Text for analysis »
>>>>>
In the bustling streets of Phnom Penh, people are taken to Thailand by the spicy aroma of original Thai food served in Yosaya restaurant.
Wanapa Sumanus, one of the owners of Yosaya Thai Food, has been serving authentic Thai dishes to people in Cambodia for almost six years. A family business, the restaurant has two branches – on Street 105 and Street 432.
Sumanus proudly told Khmer Times that the secret for why people are loving their dishes is because of their home-made recipes. They import ingredients from Thailand in order to achieve the best results.
“We import our ingredients from Thailand. We don’t use the ingredients here because they’re different. We also use fresh vegetables everyday which we get from the local market here,” said Sumanus.
She said that they do not like to stock too much in the restaurant for cooking, like the vegetables, because they want their customers to get the best taste. She said she, her family and relatives have come to love Cambodia. Aside from being close to their homeland, they also find that it is easy to make connections in Cambodia and the language is easy to learn.
<<<<<
Source data »
>>>>>
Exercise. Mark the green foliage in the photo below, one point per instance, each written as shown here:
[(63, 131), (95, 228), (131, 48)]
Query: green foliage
<<<<<
How to complete this task »
Could you carry on the piece about Yosaya Thai Food in Phnom Penh, starting right after its last sentence?

Answer »
“Our language is similar to their language here. It only takes four months to learn,” she added. She said that her local employees are happy to teach her to speak Khmer.
“When I learn a new word, I try to keep practicing it every day. When I talk to customers (in Khmer), they also converse with me. I now speak Khmer, Thai and English. I have learned a lot here. I can also answer questions in Khmer.”
Her staff are all Cambodians except the chefs. They specifically chose a Thai chef to make sure that their food tastes 100 percent authentic. Right now, they have six chefs, three in each branch. According to Sumanus, it is a satisfying to hear customers say: “I feel like I’m in Thailand.”
She also has foreign customers and most of them have been to Thailand. Although she changes some of her recipes like the level of spiciness, customers still claim that the taste is similar. Some like a little spice while others request for the super-hot and spicy.
They have specific levels of spiciness. For Thai people, they normally use three or four chillies while for Khmer customers they only use one. Most of the other foreign customers (not Thai) also request for three to four chillies in their orders.
Sumanus said that chilli is part of her family’s life. They use it a lot. She started to eat spicy food when she was five years old and now she normally consumes seven to ten chillies.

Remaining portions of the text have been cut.